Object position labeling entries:
## Start

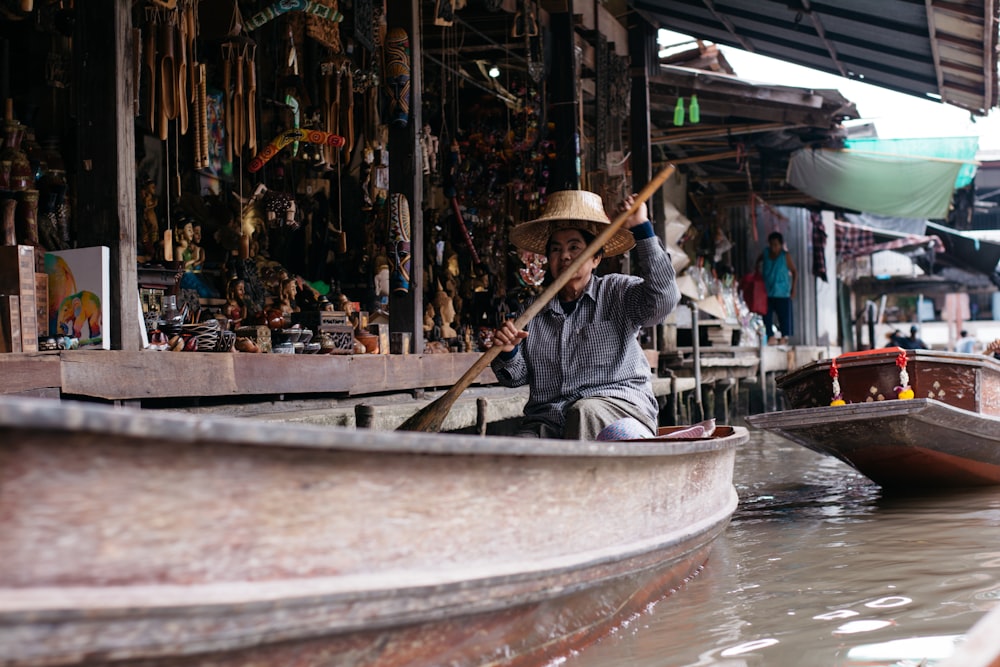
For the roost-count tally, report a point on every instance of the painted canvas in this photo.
(79, 288)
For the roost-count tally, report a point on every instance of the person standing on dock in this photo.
(779, 281)
(582, 360)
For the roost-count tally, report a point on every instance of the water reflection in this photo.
(819, 568)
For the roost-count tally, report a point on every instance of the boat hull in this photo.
(166, 539)
(967, 381)
(908, 445)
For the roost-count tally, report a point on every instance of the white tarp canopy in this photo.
(903, 187)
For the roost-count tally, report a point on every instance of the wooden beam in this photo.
(711, 157)
(821, 33)
(686, 135)
(745, 43)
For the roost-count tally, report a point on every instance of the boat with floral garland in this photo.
(138, 537)
(907, 419)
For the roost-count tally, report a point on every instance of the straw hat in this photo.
(570, 209)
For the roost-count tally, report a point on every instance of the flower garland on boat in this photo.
(838, 397)
(904, 391)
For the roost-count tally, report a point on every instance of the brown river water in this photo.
(818, 568)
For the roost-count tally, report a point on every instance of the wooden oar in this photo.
(430, 418)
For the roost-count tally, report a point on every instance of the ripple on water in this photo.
(819, 568)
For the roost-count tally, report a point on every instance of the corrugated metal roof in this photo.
(936, 49)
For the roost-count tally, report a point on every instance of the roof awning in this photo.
(904, 187)
(935, 49)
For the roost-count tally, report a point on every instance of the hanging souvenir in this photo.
(288, 137)
(280, 7)
(399, 242)
(397, 75)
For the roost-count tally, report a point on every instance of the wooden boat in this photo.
(949, 435)
(910, 445)
(967, 381)
(139, 537)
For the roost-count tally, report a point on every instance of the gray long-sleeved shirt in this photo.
(594, 351)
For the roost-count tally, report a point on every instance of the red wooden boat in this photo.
(967, 381)
(136, 537)
(947, 436)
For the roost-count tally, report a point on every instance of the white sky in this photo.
(895, 115)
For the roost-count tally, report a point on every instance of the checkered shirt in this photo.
(594, 351)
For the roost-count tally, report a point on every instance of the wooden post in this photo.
(563, 85)
(642, 54)
(106, 193)
(406, 311)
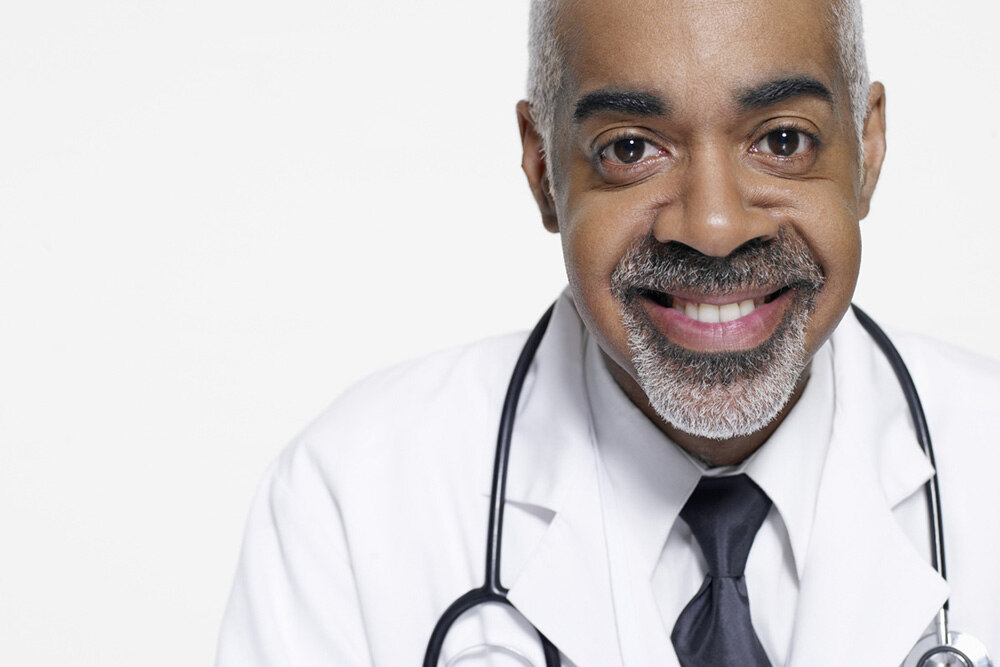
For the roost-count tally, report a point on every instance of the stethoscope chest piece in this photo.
(961, 651)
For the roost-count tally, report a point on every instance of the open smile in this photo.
(727, 322)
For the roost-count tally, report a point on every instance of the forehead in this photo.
(696, 52)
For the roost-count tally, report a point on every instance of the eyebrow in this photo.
(632, 102)
(779, 90)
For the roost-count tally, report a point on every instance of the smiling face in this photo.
(707, 188)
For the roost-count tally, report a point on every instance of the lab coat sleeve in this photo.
(294, 600)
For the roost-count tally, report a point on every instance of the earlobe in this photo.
(873, 144)
(534, 164)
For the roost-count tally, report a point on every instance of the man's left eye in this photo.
(784, 142)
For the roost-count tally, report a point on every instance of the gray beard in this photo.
(718, 395)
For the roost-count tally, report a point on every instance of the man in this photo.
(706, 164)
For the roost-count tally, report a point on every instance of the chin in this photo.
(719, 395)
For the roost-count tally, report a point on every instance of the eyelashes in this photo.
(629, 154)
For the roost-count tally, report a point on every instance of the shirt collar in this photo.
(652, 477)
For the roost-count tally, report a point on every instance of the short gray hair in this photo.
(546, 57)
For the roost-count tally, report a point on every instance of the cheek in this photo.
(834, 237)
(596, 232)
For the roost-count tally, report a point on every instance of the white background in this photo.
(216, 215)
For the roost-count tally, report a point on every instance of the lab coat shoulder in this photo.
(960, 392)
(348, 520)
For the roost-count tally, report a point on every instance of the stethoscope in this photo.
(941, 648)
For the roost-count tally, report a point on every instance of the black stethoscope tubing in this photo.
(492, 591)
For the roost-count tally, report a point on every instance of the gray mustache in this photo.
(783, 261)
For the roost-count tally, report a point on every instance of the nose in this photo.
(714, 212)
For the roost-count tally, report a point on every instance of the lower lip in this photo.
(744, 333)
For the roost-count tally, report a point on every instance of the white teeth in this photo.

## End

> Given exercise
Copy every one of the entries above word for word, leaving out the pictures.

> Task answer
For the roost-count tally, report a point on every instance of the painted canvas in this photo.
(79, 288)
For the roost-count tally, report a point on every instance of the person standing on dock in this photo.
(779, 281)
(582, 360)
For the roost-count tally, report a point on every instance of the water reflection in this photo.
(819, 568)
For the roost-count tally, report a point on every instance of the boat hull in this photo.
(166, 539)
(967, 381)
(908, 445)
For the roost-count tally, report a point on every instance of the white tarp canopy in this photo.
(903, 187)
For the roost-count tally, report a point on every instance of the wooden beam in this photo.
(711, 157)
(821, 33)
(686, 135)
(745, 43)
For the roost-count tally, report a point on every instance of the boat with floral garland in this photo.
(138, 537)
(907, 419)
For the roost-count tally, report a point on every instance of the straw hat in this photo.
(570, 209)
For the roost-count tally, report a point on every instance of the flower garland on boat in this photo.
(838, 397)
(904, 391)
For the roost-count tally, report a point on every instance of the brown river water in this photo.
(818, 568)
For the roost-count tally, report a point on every instance of the wooden oar in this photo.
(430, 418)
For the roost-count tally, report a point on every instance of the ripple on water in this photo.
(819, 568)
For the roost-count tally, report a point on every instance of the corrugated metal roof in this photo.
(936, 49)
For the roost-count tally, report a point on every instance of the roof awning in this photo.
(904, 187)
(935, 49)
For the roost-count tally, report a point on every instance of the hanging souvenir in this photo.
(288, 137)
(280, 7)
(399, 242)
(397, 75)
For the roost-count tally, report a point on every instance of the wooden boat in this photo.
(949, 435)
(910, 445)
(967, 381)
(139, 537)
For the roost-count tally, report a point on every instance of the gray long-sleeved shirt in this photo.
(594, 351)
For the roost-count tally, report a point on every instance of the red wooden boat in this photo.
(967, 381)
(136, 537)
(947, 436)
For the roost-count tally, report a point on every instance of the white sky in this photo.
(895, 115)
For the roost-count tally, report a point on every instance of the checkered shirt in this photo.
(594, 351)
For the roost-count tally, report a point on every instance of the wooden post in this photo.
(563, 85)
(642, 54)
(106, 193)
(406, 311)
For the roost-count tally, report a point on every instance of the stethoscope chest piece in this photo.
(961, 651)
For the roost-count tally, report a point on every instance of the open smile in this photo.
(727, 322)
For the roost-count tally, report a point on every instance of the forehead in this photo.
(696, 52)
For the roost-count tally, report a point on every instance of the eyebrow in this photo.
(632, 102)
(779, 90)
For the roost-count tally, report a point on every instance of the smiling face in this photo.
(707, 188)
For the roost-count tally, report a point on every instance of the lab coat sleeve in this photo.
(294, 600)
For the roost-count tally, report a point on every instance of the earlobe in this photo.
(873, 144)
(534, 164)
For the roost-count tally, report a point on every instance of the man's left eye in this photo.
(784, 142)
For the roost-count tally, report a point on every instance of the gray beard in this photo.
(718, 395)
For the roost-count tally, report a point on every instance of the man in this photo.
(706, 164)
For the roost-count tally, report a point on every instance of the chin in this photo.
(719, 395)
For the roost-count tally, report a point on every instance of the eyelashes in this photo.
(629, 154)
For the roost-count tally, report a point on every instance of the shirt collar in this photo.
(652, 477)
For the roost-count tally, report a point on every instance of the short gray hair in this photo.
(546, 57)
For the roost-count tally, report a point on every instance of the cheek in this photo.
(834, 237)
(596, 232)
For the roost-count tally, report a point on every instance of the white background in this photo.
(216, 215)
For the roost-count tally, report a point on every instance of the lab coat shoulder in this photo.
(960, 392)
(348, 520)
For the roost-count tally, report a point on every instance of the stethoscope in this photo.
(941, 648)
For the roost-count tally, report a point on every instance of the black stethoscope tubing in this photo.
(492, 591)
For the roost-count tally, report a point on every instance of the gray mustache in this photo.
(783, 261)
For the roost-count tally, report a point on every instance of the nose in this photo.
(714, 212)
For the roost-count tally, report a point on every instance of the lower lip in this photo.
(744, 333)
For the roost-count tally, report a point on every instance of the white teeth in this photo.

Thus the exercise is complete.